» Exercise requirements: Your copy should match the records below word for word and contain no pictures.

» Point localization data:
################
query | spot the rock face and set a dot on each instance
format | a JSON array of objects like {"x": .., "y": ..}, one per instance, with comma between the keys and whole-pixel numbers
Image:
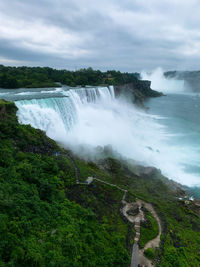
[
  {"x": 137, "y": 92},
  {"x": 191, "y": 78}
]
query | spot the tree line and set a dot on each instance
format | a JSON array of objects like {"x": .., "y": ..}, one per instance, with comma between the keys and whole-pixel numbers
[{"x": 35, "y": 77}]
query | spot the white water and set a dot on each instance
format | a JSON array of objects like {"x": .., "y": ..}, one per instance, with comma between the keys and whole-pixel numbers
[
  {"x": 93, "y": 117},
  {"x": 160, "y": 83}
]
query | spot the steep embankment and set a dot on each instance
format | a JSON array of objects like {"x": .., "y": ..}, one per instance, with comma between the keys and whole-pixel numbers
[{"x": 48, "y": 219}]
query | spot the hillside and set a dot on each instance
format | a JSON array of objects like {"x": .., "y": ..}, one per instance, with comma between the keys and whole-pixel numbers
[
  {"x": 191, "y": 79},
  {"x": 50, "y": 219}
]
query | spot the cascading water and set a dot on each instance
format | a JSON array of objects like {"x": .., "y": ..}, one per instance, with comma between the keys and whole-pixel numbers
[{"x": 57, "y": 116}]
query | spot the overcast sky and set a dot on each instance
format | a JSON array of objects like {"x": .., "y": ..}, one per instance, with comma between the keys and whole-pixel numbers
################
» Reply:
query | spot the rock face and set a dot on each instance
format | a JSON array of objects like {"x": .., "y": ..}, one per instance, with comma between the keys and whole-pixel numbers
Image:
[
  {"x": 137, "y": 92},
  {"x": 191, "y": 78}
]
query | spot the tree line and set a dot on each instance
format | a JSON array of objects like {"x": .., "y": ..}, one per instance, with comma between the keys and whole-pixel numbers
[{"x": 35, "y": 77}]
query | spot the white water and set a dot on each instance
format | a JSON array of objects like {"x": .., "y": ..}, one per instance, with comma between the keys and whole-pixel numbers
[
  {"x": 93, "y": 117},
  {"x": 160, "y": 83}
]
query | spot the steep embankment and set a dot on each instance
format | a JSON array of objects like {"x": .., "y": ..}, one per instance, with comma between the keys and whole-pixel numbers
[{"x": 48, "y": 219}]
query | spot the hillside and set a dot on each instance
format | a JSON array of objects like {"x": .., "y": ..}, one per instance, with comma between the keys and whole-pixel numbers
[
  {"x": 191, "y": 79},
  {"x": 50, "y": 219}
]
query | spot the cascading water and set a dot on each instance
format | a JSON array of objects like {"x": .., "y": ..}, one per instance, with comma between the keys and whole-pixel numbers
[{"x": 57, "y": 116}]
query | spot the overcast sky and set a dot on each instance
format | a JSON array of objects like {"x": .., "y": ..}, one per instance, with comma between the keys and whole-pixel numbers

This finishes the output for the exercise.